Image-grounded pointing data:
*** Block opens ***
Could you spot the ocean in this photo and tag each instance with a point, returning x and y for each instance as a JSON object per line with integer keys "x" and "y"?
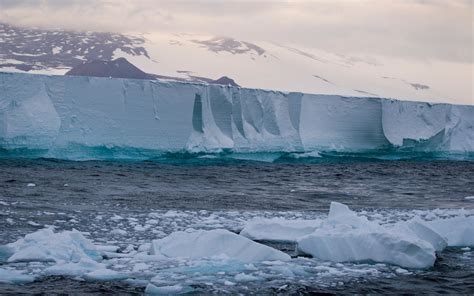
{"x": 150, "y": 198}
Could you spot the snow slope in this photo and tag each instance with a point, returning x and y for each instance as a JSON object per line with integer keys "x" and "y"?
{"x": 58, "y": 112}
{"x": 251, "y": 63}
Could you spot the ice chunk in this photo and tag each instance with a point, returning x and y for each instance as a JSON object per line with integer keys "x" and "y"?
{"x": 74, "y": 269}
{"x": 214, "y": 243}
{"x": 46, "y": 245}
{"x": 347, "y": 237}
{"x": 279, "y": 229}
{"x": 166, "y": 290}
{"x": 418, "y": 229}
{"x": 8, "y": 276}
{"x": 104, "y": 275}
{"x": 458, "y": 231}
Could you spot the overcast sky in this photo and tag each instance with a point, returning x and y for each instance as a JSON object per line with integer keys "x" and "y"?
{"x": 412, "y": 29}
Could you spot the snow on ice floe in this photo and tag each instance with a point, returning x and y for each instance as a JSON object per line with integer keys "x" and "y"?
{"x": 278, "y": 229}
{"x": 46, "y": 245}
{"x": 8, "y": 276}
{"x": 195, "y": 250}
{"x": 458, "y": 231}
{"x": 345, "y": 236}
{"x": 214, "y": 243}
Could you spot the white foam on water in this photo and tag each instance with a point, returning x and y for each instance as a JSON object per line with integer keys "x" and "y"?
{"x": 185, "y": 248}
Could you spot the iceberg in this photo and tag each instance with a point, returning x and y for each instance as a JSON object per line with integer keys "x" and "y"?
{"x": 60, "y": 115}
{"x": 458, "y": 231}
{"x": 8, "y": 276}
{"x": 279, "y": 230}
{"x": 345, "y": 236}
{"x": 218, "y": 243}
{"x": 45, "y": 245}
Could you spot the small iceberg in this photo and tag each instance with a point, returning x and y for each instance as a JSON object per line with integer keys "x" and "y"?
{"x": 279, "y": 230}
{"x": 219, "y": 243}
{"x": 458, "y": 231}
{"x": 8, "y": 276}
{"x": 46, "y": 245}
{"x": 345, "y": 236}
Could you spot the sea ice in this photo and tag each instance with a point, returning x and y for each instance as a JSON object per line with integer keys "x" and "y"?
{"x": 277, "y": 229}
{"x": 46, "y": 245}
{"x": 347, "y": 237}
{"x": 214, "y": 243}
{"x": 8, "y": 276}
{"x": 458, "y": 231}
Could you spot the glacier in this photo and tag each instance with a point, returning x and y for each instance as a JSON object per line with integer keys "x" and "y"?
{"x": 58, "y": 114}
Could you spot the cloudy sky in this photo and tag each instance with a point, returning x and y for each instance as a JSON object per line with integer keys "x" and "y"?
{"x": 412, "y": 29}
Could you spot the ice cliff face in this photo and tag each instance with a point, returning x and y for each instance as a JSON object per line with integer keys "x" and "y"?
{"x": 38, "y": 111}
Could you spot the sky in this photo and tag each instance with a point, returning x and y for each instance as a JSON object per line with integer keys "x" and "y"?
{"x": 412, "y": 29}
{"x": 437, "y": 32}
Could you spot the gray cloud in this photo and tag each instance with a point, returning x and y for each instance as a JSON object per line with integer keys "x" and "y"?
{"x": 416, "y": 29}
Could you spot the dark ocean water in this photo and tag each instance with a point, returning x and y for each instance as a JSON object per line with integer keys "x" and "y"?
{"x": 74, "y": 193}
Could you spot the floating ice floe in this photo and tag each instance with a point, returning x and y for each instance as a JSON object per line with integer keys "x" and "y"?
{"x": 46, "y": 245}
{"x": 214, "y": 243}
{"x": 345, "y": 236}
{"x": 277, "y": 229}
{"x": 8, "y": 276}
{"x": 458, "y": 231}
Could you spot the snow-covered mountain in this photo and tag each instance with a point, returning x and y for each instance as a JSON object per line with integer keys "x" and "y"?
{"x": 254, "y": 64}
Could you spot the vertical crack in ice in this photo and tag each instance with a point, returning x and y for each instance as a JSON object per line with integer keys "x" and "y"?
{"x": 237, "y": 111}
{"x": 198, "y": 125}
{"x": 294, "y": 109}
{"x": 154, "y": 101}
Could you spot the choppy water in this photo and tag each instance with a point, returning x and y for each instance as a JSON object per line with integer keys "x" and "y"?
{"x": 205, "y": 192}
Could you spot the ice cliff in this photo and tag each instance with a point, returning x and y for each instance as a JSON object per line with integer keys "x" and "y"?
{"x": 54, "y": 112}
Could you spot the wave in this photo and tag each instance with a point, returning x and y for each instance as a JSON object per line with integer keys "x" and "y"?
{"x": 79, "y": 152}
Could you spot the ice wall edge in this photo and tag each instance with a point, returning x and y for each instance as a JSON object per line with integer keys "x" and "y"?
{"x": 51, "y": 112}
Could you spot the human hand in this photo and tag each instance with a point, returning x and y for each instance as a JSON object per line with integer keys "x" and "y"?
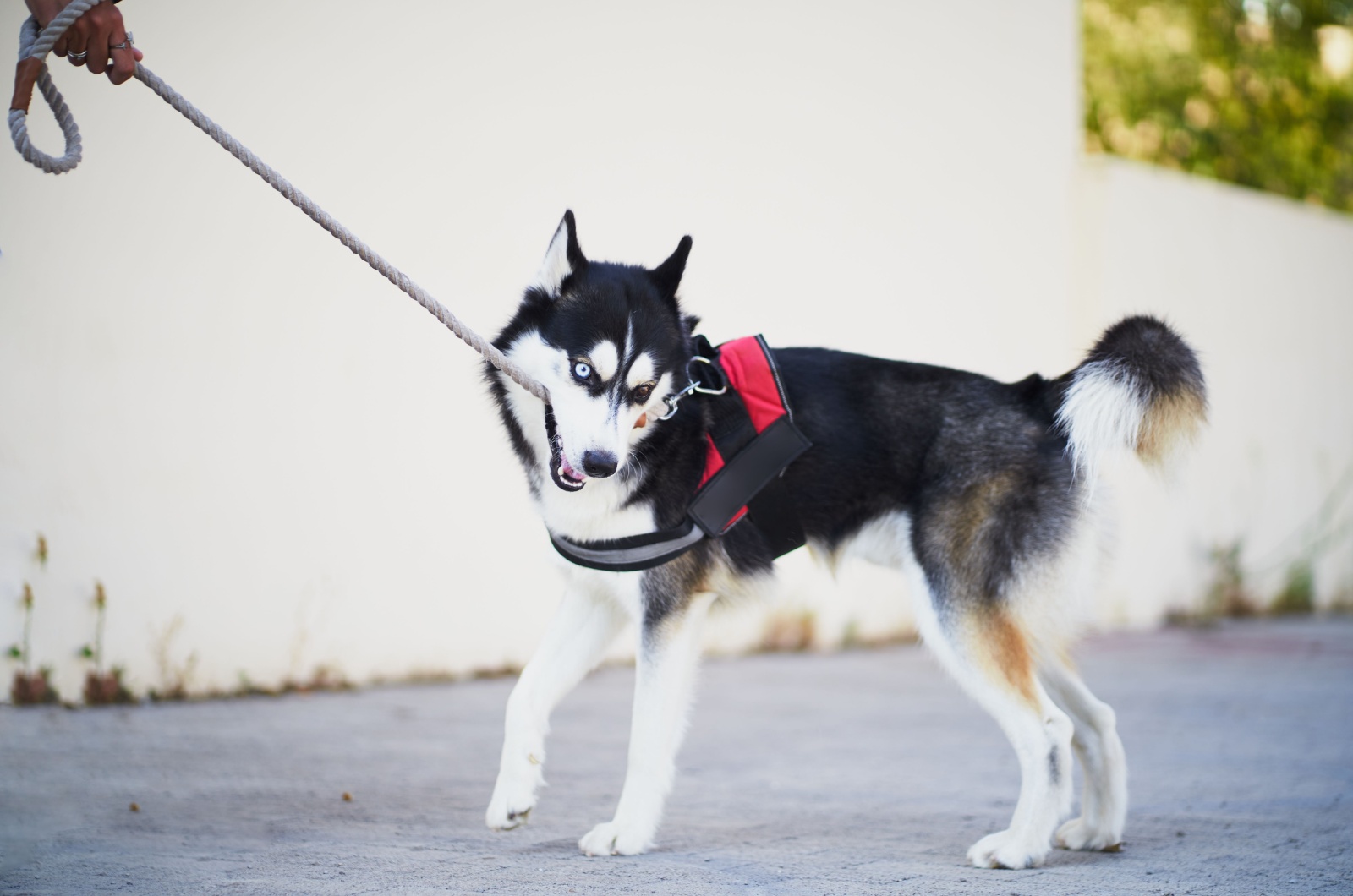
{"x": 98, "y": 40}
*** Block closes ***
» DESCRIPTION OF THE TASK: Retype the records exactly, but skip the pictures.

» COMPLETED TASK:
Could you spot the ocean in this photo and tag each instance with a point, returning x and y for each instance as a JSON object per line with integer keys "x" and "y"?
{"x": 150, "y": 198}
Could you spot the snow slope in this photo and tag each instance with a point, returning x and y for each instance as a JSON object per line with integer keys "x" and "y"?
{"x": 58, "y": 112}
{"x": 251, "y": 63}
Could you spot the ice chunk in this photo and tag each instance with a point, returning x and y for each instance as a JSON object per line with integer keys "x" and "y"?
{"x": 74, "y": 269}
{"x": 214, "y": 243}
{"x": 46, "y": 245}
{"x": 347, "y": 237}
{"x": 279, "y": 229}
{"x": 166, "y": 290}
{"x": 418, "y": 229}
{"x": 8, "y": 276}
{"x": 104, "y": 275}
{"x": 458, "y": 231}
Could you spot the overcast sky in this photo and tag each instance with a point, returning x and y for each instance as a JSON object per line with integer keys "x" and "y"?
{"x": 412, "y": 29}
Could you spot the snow on ice floe in this photo and tag each instance with a point, returning x and y for each instance as a JSON object per line with integer keys "x" and "y"?
{"x": 278, "y": 229}
{"x": 46, "y": 245}
{"x": 8, "y": 276}
{"x": 195, "y": 250}
{"x": 458, "y": 231}
{"x": 345, "y": 236}
{"x": 214, "y": 243}
Could you spot the white foam on water in this photo and tag each instance with a point, returning x and y for each instance as a JSON object per line with integer keys "x" and "y"?
{"x": 185, "y": 248}
Could you spot the iceberg in this photo and tag each instance with a point, returning x and y for each instance as a JSON object per line with integer keys "x" and "y"?
{"x": 60, "y": 115}
{"x": 458, "y": 231}
{"x": 8, "y": 276}
{"x": 279, "y": 230}
{"x": 345, "y": 236}
{"x": 218, "y": 243}
{"x": 45, "y": 245}
Could you spot the small iceberg in this photo and tag each instance with a point, returning x and y for each instance as a JSON object per line with integer keys "x" and "y"?
{"x": 279, "y": 230}
{"x": 219, "y": 243}
{"x": 458, "y": 231}
{"x": 8, "y": 276}
{"x": 46, "y": 245}
{"x": 345, "y": 236}
Could you spot the sea ice in this photo and tag each instance with a point, returning x and y for each instance as a JSON object per line with integer keys "x" and "y"?
{"x": 277, "y": 229}
{"x": 46, "y": 245}
{"x": 347, "y": 237}
{"x": 214, "y": 243}
{"x": 8, "y": 276}
{"x": 458, "y": 231}
Could you spot the glacier in this photo and tag each instance with a point, returning x and y for each instance as a JSON object per line with integer keys "x" and "y"?
{"x": 58, "y": 114}
Could you spot the cloudy sky in this photo and tag each instance with a point, returning x and y for each instance as a JSON object per line with integer keys "x" and "y"?
{"x": 412, "y": 29}
Could you spot the ice cliff face in this photo and tag each instance with a point, returning x and y for each instance as a JSON object per line with integer keys "x" and "y"?
{"x": 38, "y": 111}
Could you spot the sky in this photo and tag each instance with a point, returning x and y for each instance as a JSON object per line with integer keys "x" and "y"?
{"x": 412, "y": 29}
{"x": 437, "y": 32}
Could you spot the gray cloud in this photo and tag each instance with a point, returning x and y for each instance as a JSON object per line with integer keys "x" and "y"?
{"x": 416, "y": 29}
Could you spot the dark ocean water in this photo and tag each instance with a point, returning x and y for each instance as a JSON object per line with integer keys "x" and "y"?
{"x": 74, "y": 193}
Could you spot the floating ice floe in this photo and tag each instance with a point, returning x and y for each instance as a JSON object per line with integer keys "x" and "y"?
{"x": 46, "y": 245}
{"x": 214, "y": 243}
{"x": 345, "y": 236}
{"x": 277, "y": 229}
{"x": 8, "y": 276}
{"x": 458, "y": 231}
Could you spot the snow-covered mountain in this photo and tag each instance with a point, returning x and y for each instance as a JSON object per line with integer keys "x" and "y"?
{"x": 254, "y": 64}
Could you spot the vertical crack in ice in this photo and tag each instance with a point, returning x and y for each instance as a JSON object per line with integer keys "x" and "y"?
{"x": 237, "y": 111}
{"x": 198, "y": 125}
{"x": 294, "y": 109}
{"x": 154, "y": 101}
Could you spot the choppy water in this photo and tag each instance with a point, returning x and y for each instance as a JSON object per line with integer keys "x" and "y"?
{"x": 205, "y": 192}
Could you spot the ice cliff in this photo and tag each instance with a point, returning x and y for each instance as a JSON object per line with integer keys "x" and "y"?
{"x": 54, "y": 112}
Could you spot the wave in this photo and tag each instance with a point, returning x and y for each instance as a JSON object per line with integer keys "x" and "y"?
{"x": 79, "y": 152}
Could you spot the ice wall edge in this photo and tag each instance with a point, returning x and y for each instance as a JSON object per line with integer keys "x" and "y"?
{"x": 51, "y": 112}
Could you spot the human hand in this photo and tag each instance with a point, returning x and y for each instance as a JSON object per line with integer keys "x" and "y"?
{"x": 98, "y": 40}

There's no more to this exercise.